TASK 1 –
Which geographic names (towns, villages, rivers and town districts) does the excerpt about Kuprin's story mention? List every one.
TASK 2 –
Continue the excerpt about Kuprin's story, picking up after its final sentence.

PAGE TEXT –
= = = = =

На лице Бутынского мелькнула горькая усмешка.
— Увы! Здесь действительно произошла так называемая медицинская ошибка, — сказал он, пряча листки в стол. — Я отыскал этого купца, — его фамилия Свириденко, — и он в точности подтвердил все, что вы сейчас прочитали. Он сказал даже больше: высадившись на станции, они вместе с художником выпили так много чаю с ромом, что решили продолжать шутку и вслед поезду послали телеграмму такого содержания: «Не успели сесть в поезд, остались в Криворечье, присмотрите за больным». Конечно, идиотская шутка! Но знаете ли, кто окончательно погубил этого беднягу? Директор завода «Наследники Карла Вудта и К°». Когда его запросили, не замечал ли он и окружающие каких-нибудь странностей или ненормальностей у Пчеловодова, он так-таки напрямик и ответил, что давно уже считал старшего техника Пчеловодова сумасшедшим, а в последнее время даже буйно помешанным. Я думаю, он сделал это из мести.
— Но зачем же в таком случае держать этого несчастного, если вам все это известно? — заволновался я. — Выпустите его, хлопочите, настаивайте!..
Бутынский пожал плечами.— Разве вы не обратили внимания на конец его письма? Прославленный режим нашего заведения сделал свое дело. Этот человек уже год тому назад признан неизлечимым. Он был сначала одержим манией преследования, а затем впал в идиотизм.
The title of Kuprin's story brings to mind Putanitsa, in Gorki's short novel Gorodok Okurov ("The Town of Okurov," 1909) the river that flows in Okurov dividing it into two equal parts, Shikhan and Zarechye:
Волнистая равнина вся исхлёстана серыми дорогами, пёстрый городок Окуров посреди неё — как затейливая игрушка на широкой, сморщенной ладони.

= = = = =

DATA EXTRACT –
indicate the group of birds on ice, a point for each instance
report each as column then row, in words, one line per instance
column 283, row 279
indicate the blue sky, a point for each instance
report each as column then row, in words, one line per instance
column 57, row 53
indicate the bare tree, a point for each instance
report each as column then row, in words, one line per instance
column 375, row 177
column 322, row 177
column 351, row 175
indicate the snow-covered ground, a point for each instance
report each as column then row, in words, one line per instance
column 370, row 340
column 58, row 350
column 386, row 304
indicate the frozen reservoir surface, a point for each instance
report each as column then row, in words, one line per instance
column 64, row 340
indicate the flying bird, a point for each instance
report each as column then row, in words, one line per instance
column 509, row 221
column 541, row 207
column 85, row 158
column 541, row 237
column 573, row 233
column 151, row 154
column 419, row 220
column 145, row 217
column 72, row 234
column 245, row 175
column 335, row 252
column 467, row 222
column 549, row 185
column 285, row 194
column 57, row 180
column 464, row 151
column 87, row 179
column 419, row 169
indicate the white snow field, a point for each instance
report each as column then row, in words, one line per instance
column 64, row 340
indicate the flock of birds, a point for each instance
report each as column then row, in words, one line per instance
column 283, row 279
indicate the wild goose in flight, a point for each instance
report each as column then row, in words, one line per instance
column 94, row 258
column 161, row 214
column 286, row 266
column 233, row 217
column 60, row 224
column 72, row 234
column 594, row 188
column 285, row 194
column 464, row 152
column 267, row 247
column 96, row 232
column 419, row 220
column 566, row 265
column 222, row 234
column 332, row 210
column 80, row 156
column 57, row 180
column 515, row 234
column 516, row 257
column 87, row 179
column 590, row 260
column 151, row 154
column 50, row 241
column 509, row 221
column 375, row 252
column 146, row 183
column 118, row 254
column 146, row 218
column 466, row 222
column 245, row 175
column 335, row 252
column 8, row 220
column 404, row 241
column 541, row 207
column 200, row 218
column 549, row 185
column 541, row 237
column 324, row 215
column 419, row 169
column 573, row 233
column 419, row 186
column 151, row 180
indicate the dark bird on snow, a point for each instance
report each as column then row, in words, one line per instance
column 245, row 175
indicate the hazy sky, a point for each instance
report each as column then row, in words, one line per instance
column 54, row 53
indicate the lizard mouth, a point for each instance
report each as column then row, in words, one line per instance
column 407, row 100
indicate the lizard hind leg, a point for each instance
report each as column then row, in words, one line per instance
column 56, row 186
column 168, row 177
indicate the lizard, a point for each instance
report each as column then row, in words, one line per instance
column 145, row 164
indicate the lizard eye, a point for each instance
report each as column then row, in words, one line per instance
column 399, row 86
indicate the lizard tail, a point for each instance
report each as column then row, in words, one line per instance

= = = = =

FINAL ANSWER 1 –
Криворечье, Putanitsa, Okurov (Окуров), Shikhan, Zarechye

FINAL ANSWER 2 –
Из густых лесов Чернораменья вытекает ленивая речка Путаница; извиваясь между распаханных холмов, она подошла к городу и разделила его на две равные части: Шихан, где живут лучшие люди, и Заречье — там ютится низкое мещанство.
Разрезав город, река течёт к юго-западу и теряется в ржавом Ляховском болоте; ощетинилось болото тёмным ельником, и уходит мелкий лес густым широким строем в серовато-синюю даль. А на востоке, по вершинам холмов, маячат в бледном небе старые, побитые грозами деревья большой дороги в губернию. (Part I)
In the place name Okurov there is Kur. The Kur is the river that flows in Padukgrad (the setting of Bend Sinister). In his epigram (1827) on Prince Shalikov Baratynski calls the river Kura that flows in Gori (Stalin's home city) "the Kur:"
Грузинский князь, газетчик русской
Героя трусом называл.
Не эпиграммою французской
Ему наш воин отвечал —
На глас войны летит он к Куру,
Спасает родину князька,
А князь наш держит корректуру
Реляционного листка.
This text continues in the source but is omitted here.